◆ What to do
Find "Can you find the forested" in the data, then restate the line it sits in and every later line word for word, ending with the last line.

◆ Given data
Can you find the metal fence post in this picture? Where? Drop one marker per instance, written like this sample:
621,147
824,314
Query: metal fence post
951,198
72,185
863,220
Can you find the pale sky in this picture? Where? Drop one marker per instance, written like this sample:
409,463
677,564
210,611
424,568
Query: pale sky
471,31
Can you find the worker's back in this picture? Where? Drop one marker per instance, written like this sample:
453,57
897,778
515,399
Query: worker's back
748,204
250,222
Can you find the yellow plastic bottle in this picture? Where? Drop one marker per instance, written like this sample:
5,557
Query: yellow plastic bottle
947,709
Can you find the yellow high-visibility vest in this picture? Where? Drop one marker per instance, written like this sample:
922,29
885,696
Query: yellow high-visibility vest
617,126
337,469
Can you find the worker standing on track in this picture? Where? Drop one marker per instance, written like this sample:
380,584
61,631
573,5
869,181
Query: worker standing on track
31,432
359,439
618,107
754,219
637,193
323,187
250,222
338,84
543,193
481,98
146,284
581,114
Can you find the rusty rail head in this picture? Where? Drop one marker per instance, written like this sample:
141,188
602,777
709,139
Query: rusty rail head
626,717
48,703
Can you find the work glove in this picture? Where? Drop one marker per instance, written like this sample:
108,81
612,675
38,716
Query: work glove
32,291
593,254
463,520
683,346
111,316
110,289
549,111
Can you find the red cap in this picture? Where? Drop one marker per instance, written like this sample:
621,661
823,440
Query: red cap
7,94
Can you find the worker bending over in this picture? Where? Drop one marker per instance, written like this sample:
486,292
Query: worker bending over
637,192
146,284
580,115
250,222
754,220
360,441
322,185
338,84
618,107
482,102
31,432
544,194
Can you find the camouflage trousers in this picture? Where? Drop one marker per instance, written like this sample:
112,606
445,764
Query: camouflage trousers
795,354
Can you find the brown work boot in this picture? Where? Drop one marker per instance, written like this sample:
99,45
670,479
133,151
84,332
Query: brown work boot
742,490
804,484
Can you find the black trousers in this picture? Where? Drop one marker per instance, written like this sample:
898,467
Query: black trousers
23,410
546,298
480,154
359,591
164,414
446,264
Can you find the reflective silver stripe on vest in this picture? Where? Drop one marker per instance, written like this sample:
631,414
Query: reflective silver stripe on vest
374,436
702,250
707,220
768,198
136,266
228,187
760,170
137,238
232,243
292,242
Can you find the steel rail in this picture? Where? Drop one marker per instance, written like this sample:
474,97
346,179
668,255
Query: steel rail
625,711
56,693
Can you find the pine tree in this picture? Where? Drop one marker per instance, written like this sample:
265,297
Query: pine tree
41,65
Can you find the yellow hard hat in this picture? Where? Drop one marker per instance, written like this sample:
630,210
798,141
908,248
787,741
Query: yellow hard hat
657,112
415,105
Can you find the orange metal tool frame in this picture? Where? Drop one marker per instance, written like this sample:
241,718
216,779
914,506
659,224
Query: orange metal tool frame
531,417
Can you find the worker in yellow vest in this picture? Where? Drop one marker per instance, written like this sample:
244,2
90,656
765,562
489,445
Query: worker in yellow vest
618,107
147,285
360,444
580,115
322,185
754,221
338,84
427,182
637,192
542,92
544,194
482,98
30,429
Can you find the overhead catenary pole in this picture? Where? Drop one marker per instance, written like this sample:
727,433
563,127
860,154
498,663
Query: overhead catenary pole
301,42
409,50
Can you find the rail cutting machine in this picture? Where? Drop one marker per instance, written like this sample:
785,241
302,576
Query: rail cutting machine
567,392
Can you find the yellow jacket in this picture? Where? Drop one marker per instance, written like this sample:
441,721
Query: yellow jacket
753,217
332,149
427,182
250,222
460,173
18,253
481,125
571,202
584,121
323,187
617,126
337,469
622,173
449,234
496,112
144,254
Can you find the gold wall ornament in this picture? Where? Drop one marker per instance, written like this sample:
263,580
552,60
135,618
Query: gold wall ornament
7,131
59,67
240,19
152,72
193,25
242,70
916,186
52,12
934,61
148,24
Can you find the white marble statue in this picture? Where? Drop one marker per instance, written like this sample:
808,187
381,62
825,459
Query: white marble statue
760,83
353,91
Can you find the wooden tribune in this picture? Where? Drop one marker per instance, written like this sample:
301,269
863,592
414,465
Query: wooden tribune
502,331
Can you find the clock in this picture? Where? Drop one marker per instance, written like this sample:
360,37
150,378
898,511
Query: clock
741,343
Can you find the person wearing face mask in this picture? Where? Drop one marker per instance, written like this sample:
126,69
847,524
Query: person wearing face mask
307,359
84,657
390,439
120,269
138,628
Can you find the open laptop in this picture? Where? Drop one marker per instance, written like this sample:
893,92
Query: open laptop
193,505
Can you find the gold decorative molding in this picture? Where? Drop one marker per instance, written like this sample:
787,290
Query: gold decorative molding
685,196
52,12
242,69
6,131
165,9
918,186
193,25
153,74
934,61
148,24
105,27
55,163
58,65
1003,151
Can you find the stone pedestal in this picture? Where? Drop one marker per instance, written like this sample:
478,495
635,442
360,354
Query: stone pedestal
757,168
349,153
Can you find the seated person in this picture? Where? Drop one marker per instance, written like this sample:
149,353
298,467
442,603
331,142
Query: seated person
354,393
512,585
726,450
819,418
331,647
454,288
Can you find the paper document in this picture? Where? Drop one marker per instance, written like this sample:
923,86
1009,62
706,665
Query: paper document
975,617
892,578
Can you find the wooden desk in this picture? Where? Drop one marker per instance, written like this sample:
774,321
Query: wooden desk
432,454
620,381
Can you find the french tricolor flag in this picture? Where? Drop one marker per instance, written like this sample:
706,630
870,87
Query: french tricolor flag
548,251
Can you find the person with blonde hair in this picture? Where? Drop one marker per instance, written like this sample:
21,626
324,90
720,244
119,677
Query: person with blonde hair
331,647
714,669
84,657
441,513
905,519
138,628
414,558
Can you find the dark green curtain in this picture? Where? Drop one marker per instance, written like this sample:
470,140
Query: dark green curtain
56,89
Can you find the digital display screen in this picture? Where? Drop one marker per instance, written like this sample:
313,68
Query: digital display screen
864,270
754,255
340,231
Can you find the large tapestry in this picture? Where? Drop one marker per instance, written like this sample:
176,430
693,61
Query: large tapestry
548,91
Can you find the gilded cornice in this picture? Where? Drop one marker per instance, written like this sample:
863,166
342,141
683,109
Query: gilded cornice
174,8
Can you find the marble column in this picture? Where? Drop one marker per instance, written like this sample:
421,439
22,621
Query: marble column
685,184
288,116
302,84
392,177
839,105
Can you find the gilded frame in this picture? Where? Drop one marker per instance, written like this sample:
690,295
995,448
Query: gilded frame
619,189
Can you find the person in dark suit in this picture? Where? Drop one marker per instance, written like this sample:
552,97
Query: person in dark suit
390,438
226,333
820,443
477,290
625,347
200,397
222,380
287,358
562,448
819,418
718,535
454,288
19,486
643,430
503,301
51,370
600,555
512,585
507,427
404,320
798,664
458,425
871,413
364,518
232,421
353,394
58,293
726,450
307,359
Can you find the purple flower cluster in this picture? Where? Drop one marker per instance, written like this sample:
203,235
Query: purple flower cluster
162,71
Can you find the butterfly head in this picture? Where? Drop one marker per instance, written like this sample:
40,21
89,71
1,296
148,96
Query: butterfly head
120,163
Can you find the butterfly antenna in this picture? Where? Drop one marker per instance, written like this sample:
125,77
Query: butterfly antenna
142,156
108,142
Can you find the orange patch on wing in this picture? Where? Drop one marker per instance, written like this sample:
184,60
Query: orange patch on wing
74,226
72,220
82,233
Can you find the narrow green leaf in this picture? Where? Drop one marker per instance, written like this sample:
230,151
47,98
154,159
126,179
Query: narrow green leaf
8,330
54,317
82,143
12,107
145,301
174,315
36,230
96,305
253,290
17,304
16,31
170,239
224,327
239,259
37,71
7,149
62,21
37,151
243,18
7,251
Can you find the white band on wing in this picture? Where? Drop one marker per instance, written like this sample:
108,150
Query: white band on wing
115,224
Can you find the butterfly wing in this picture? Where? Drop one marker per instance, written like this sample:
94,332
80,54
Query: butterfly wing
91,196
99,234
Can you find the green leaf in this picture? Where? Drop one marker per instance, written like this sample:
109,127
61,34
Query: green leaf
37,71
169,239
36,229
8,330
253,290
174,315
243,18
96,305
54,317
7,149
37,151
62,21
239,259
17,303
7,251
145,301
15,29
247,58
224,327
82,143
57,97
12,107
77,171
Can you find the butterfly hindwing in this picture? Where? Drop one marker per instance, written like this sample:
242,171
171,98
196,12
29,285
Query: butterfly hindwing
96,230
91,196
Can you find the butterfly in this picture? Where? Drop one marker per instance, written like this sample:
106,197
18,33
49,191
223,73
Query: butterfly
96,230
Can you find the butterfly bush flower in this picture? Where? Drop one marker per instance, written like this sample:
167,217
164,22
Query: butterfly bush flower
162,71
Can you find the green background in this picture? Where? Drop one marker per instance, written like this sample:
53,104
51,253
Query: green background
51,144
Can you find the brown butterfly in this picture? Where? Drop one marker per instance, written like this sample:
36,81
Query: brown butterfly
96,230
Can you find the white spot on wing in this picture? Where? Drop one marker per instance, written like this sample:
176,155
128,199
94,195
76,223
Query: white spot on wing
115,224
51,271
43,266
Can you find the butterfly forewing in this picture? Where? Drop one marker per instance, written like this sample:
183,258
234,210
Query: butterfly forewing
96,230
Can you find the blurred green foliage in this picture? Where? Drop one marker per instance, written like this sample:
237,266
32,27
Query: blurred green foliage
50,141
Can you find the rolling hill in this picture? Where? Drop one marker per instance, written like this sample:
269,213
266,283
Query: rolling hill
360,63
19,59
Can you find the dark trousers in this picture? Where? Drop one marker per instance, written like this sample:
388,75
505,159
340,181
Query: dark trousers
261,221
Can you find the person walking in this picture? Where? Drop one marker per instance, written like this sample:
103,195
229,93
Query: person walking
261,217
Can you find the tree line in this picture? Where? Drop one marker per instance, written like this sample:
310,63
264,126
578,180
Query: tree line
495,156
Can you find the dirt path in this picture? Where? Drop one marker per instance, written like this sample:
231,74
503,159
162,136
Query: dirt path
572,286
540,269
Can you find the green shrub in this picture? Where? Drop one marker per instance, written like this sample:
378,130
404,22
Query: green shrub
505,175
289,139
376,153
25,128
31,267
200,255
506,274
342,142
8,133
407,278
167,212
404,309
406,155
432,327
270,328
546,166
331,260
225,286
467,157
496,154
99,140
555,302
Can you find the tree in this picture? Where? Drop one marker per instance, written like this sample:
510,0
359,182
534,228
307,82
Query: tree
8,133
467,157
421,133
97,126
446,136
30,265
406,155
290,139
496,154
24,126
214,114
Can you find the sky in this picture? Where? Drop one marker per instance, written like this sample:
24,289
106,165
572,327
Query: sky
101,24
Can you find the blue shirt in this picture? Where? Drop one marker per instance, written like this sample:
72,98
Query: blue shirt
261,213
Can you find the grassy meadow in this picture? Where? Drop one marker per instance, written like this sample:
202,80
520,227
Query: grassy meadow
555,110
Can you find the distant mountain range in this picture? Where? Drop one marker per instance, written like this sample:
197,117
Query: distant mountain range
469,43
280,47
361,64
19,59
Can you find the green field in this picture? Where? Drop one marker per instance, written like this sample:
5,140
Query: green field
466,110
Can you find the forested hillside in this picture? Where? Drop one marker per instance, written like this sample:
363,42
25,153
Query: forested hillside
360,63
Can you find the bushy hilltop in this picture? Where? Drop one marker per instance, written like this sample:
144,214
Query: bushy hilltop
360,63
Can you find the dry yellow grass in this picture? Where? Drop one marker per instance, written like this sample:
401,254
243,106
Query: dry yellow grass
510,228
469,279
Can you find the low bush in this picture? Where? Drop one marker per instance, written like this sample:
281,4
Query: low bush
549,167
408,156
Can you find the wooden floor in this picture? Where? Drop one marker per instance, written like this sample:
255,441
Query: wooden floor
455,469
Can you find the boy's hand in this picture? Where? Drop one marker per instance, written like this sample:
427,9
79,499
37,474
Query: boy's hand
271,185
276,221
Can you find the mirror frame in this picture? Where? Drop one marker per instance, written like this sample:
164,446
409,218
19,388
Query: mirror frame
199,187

◆ Answer for this exercise
Can you find the forested hillside in this picture? Where? Drop one marker per instance, written like this sample:
363,42
25,153
Query: forested hillside
360,63
Can you find the bushy hilltop in this picture? Where? Drop one marker per instance, written like this sample:
144,214
Query: bushy hilltop
360,63
Can you find the dry yellow grass in this picture? Where? Drop one marker per instance, written like this sample:
401,254
243,106
Query: dry yellow grass
510,228
469,279
Can you find the low bush in this picture? Where? Drop one marker per instance, written like this sample:
281,4
Query: low bush
549,167
408,156
Can you find the wooden floor in this picture? Where? Drop one marker per instance, written like this sample:
255,441
Query: wooden floor
455,469
Can you find the boy's hand in this picture? Where? Drop one marker per instance, written like this sample:
427,9
79,499
37,474
Query: boy's hand
271,185
276,221
Can you find the mirror frame in this picture? Where? Drop one marker per instance, written like this sample:
164,446
409,218
19,388
Query: mirror frame
199,187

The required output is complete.